#### Entries from an annotation dataset:
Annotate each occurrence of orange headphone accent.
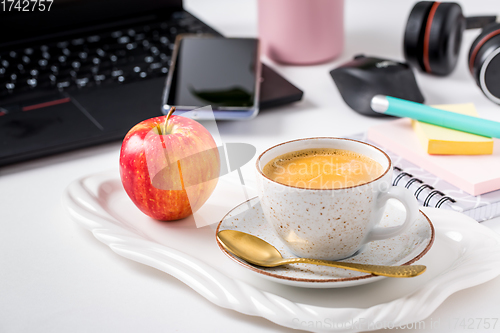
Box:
[423,2,441,73]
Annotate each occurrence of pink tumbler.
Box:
[259,0,344,65]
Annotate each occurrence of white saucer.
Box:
[217,197,434,288]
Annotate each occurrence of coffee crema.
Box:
[262,148,384,189]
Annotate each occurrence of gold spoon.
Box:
[217,230,426,277]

#### Given exercise:
Convert the rows above into a two-column CSV headed instruction and bounding_box, with one line for each piece of text and the box that follows it. Put each value in its own quoted field with line breaks replaced by spaces, cover every row, and leave out the pictures.

#### Task result:
instruction,bounding_box
"Annotate each occurrence of orange headphone accent. Box:","[423,2,441,73]"
"Annotate each occurrence of pink tumbler. Box:","[259,0,344,65]"
"Annotate each occurrence of white saucer. Box:","[217,197,434,288]"
"Annotate each occurrence of coffee crema. Box:","[262,148,384,189]"
"Annotate each occurrence of gold spoon. Box:","[217,230,426,277]"